PASSAGE SHOWN.

Software programmer and part time hacker Thomas Anderson is in a rut; life is pointless, something is wrong and a niggling doubt his has about the very nature of existence is driving him mad but one day he gets a chance to find an answer to the question that has been fuelling his discontent; “What is The Matrix?”. After a run in with some suited, government goons Anderson – aka Neo (his computer alias) comes into contact with Trinity, a legendary hacker who also looks oddly fetching despite wearing a PVC dress in a club with no visible windows or air con, who tells him that he’s ready to finally know about a vast conspiracy that has the entire population asleep. Through Trinity, Neo meets Morpheus, a kind of techno freedom fighter that uses his vast reserves of charisma to walk our dazed hero through the awful truth. The world we think we know is in fact a massive computer simulation called The Matrix and the earth is in actuality a scorched, apocalyptic shit hole where mankind fights for survival against a race of machines which have enslaved humanity and uses us like disposable batteries.

RECORDED DATA.

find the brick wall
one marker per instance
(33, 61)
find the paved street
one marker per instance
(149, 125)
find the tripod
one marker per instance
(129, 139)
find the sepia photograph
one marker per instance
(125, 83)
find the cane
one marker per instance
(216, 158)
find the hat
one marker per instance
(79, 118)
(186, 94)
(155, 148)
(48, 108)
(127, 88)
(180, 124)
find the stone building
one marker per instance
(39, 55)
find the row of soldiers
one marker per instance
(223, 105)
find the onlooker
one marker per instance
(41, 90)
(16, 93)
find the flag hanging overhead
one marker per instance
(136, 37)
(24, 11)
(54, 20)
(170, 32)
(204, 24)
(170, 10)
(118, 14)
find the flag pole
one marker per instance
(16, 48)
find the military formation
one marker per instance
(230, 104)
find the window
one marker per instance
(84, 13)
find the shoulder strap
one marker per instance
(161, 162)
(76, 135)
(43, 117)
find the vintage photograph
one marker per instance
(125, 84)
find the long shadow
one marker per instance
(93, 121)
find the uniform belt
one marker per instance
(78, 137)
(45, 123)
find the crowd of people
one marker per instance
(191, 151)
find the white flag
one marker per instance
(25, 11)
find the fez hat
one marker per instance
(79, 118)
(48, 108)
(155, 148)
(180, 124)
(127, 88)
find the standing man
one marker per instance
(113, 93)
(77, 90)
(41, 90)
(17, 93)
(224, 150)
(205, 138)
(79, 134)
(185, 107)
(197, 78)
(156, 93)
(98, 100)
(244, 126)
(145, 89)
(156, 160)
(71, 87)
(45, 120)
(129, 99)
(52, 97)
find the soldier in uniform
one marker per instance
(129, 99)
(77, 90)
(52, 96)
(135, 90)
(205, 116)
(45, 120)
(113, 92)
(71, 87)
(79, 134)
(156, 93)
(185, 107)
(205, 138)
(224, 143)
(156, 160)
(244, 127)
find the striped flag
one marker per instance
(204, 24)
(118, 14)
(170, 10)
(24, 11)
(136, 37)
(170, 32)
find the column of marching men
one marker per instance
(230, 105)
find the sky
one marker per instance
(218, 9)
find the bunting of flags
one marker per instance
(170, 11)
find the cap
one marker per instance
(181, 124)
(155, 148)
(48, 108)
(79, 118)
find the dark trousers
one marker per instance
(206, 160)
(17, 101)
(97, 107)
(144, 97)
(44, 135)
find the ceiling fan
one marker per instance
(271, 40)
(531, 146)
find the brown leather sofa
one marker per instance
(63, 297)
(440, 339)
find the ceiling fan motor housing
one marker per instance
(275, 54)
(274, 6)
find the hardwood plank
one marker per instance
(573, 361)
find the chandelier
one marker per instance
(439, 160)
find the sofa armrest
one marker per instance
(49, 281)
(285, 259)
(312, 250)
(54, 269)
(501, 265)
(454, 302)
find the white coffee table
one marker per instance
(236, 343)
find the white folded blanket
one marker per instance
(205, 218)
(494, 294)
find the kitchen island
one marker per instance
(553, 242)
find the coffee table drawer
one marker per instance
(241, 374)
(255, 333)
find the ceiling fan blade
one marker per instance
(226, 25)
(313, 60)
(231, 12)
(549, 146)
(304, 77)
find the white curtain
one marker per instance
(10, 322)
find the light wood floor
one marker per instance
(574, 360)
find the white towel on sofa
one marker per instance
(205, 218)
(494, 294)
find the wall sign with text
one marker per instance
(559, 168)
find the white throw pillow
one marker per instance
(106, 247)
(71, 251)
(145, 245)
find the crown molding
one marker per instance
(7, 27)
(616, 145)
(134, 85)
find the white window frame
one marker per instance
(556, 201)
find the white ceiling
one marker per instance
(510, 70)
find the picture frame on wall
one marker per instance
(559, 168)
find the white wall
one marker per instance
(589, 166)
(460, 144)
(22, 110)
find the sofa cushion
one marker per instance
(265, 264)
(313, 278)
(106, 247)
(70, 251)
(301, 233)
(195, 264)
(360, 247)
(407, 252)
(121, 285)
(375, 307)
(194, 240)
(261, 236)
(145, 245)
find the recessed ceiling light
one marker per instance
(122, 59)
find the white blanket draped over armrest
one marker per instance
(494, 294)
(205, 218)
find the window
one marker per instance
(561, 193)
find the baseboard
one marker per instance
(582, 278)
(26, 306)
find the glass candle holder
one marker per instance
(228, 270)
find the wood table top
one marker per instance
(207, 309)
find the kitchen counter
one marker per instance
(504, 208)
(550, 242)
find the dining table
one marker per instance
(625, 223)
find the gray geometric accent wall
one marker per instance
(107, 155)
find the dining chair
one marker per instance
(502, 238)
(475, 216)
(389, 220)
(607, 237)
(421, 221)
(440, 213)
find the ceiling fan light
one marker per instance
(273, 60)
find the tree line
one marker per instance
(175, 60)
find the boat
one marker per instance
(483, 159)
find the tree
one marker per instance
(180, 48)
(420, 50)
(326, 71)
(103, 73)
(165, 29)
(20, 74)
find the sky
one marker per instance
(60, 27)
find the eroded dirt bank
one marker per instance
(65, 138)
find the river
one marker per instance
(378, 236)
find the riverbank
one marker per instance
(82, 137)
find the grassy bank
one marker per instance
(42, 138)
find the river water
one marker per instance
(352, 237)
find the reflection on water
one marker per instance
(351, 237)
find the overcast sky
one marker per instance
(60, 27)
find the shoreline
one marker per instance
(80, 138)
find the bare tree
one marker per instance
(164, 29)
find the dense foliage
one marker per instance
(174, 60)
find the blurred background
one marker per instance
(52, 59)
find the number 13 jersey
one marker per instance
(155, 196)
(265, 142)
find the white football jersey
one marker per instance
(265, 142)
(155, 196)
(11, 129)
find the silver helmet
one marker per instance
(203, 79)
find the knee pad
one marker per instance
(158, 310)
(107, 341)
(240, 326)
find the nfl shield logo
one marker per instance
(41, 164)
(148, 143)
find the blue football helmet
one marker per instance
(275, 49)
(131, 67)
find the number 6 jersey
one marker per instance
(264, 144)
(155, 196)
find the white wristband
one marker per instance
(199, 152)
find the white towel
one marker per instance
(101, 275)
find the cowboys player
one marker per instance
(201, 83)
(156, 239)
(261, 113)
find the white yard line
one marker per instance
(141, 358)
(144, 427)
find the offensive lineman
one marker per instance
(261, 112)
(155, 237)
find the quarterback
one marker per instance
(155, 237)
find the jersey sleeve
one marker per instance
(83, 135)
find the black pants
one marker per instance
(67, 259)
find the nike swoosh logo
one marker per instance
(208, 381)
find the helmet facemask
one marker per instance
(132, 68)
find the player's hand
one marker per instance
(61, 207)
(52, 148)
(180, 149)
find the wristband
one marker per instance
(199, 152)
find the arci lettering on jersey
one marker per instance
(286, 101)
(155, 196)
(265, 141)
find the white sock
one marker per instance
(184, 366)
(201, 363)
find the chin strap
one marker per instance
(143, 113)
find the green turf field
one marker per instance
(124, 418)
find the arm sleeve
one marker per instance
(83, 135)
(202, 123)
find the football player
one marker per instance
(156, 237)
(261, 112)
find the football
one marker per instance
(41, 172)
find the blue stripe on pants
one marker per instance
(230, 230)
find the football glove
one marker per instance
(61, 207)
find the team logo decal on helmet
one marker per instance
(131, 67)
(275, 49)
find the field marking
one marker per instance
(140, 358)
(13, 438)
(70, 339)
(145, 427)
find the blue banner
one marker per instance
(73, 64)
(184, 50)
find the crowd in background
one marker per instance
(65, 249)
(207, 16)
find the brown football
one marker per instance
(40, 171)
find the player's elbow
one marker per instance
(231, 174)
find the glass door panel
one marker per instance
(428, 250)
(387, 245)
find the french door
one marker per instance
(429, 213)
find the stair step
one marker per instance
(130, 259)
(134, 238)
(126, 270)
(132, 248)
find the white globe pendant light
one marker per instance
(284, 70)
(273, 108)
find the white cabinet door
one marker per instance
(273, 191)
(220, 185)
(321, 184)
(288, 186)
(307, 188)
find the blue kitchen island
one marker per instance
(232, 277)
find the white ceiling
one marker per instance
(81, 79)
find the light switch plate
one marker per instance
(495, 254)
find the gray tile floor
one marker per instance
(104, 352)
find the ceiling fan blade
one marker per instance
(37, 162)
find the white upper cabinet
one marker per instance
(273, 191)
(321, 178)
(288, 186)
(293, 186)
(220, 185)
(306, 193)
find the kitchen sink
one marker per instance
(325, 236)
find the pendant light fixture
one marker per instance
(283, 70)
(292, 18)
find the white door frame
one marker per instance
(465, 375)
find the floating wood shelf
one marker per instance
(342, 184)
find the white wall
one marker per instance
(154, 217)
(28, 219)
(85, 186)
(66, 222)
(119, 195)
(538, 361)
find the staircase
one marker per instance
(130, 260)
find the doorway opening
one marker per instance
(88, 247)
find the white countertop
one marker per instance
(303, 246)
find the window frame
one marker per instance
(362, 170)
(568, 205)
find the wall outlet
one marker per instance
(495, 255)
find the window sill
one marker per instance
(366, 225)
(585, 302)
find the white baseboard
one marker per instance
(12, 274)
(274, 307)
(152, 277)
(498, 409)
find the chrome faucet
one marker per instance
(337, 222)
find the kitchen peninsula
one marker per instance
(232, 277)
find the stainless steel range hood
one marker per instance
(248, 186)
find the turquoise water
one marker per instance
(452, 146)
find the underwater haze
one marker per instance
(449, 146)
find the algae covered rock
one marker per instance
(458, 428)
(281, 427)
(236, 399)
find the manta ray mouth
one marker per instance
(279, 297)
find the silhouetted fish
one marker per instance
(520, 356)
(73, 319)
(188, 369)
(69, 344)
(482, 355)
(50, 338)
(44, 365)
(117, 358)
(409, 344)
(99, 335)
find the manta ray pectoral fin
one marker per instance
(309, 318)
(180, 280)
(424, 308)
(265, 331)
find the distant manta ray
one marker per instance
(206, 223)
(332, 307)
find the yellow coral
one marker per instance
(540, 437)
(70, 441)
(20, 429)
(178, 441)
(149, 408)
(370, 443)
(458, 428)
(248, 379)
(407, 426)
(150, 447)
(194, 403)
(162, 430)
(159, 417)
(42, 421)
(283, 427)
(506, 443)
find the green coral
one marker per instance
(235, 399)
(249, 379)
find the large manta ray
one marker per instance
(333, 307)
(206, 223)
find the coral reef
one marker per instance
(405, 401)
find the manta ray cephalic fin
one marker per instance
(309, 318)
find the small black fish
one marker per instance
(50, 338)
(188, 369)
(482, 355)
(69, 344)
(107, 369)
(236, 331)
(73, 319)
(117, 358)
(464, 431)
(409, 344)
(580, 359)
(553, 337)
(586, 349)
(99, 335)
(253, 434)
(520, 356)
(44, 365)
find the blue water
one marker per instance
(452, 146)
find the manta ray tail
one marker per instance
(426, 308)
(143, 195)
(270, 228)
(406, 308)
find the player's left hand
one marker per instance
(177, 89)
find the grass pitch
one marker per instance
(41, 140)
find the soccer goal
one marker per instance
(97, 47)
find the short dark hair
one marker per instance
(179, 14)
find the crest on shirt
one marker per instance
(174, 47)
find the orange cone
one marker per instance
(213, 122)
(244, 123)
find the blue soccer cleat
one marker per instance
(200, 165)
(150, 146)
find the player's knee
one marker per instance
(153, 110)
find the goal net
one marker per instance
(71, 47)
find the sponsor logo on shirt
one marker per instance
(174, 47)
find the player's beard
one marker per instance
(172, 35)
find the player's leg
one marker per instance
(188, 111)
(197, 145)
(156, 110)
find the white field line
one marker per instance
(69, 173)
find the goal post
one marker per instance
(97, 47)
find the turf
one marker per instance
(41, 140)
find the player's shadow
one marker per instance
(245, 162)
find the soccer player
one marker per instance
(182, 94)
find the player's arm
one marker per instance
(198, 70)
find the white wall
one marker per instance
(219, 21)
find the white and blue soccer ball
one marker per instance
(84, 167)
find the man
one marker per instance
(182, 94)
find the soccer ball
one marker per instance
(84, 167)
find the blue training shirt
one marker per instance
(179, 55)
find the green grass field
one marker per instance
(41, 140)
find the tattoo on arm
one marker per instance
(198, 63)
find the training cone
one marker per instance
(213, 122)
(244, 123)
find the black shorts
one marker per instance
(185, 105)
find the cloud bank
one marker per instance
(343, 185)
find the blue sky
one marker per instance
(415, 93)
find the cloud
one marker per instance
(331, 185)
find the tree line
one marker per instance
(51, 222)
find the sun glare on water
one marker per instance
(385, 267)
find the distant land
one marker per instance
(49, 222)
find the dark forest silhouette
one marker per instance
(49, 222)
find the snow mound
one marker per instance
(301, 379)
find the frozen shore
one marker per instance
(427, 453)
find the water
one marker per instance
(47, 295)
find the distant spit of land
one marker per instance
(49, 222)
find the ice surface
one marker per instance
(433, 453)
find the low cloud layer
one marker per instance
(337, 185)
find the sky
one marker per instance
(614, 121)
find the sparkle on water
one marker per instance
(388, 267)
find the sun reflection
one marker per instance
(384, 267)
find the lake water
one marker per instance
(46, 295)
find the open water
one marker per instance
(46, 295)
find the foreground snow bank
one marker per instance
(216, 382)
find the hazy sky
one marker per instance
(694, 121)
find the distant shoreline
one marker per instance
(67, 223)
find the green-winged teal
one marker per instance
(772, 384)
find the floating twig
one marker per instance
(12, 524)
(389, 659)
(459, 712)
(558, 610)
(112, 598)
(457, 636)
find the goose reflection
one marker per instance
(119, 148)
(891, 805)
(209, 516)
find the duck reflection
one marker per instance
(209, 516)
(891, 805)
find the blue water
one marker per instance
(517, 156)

SET TASKS.
1) In the synopsis of The Matrix, who brings Neo into contact with Morpheus?
2) List every character named in the synopsis of The Matrix.
3) Continue the synopsis of The Matrix from its last sentence.

RESULTS BY TASK.
1) Trinity brings Neo into contact with Morpheus.

2) Thomas Anderson (Neo), Trinity, Morpheus

3)
Morpheus and his group log themselves into The Matrix to complete missions using awesome extra downloaded skills (Kung-Fu, gravity defying agility, FUCKING BULLET TIME) and gather intelligence in order to one day bring down the machine-world and they believe that Neo is the key to making this happen thanks to a prophecy that tells of an individual that has the ability to remake The Matrix from within. While Neo struggles not only with the rules of this new world but with the metric ton of responsibility dumped on his slender shoulders, the group has to avoid The Agents, relentless, unstoppable programmes that stalk them throughout the Matrix under the guise of body hopping G-men that can leap like fleas and punch like gorillas.
How can Neo possibly live up to a prophecy that he not only truly believes, but that may not even be accurate in the face of the possible salvation of the human race? The answer? Guns. LOTS of guns.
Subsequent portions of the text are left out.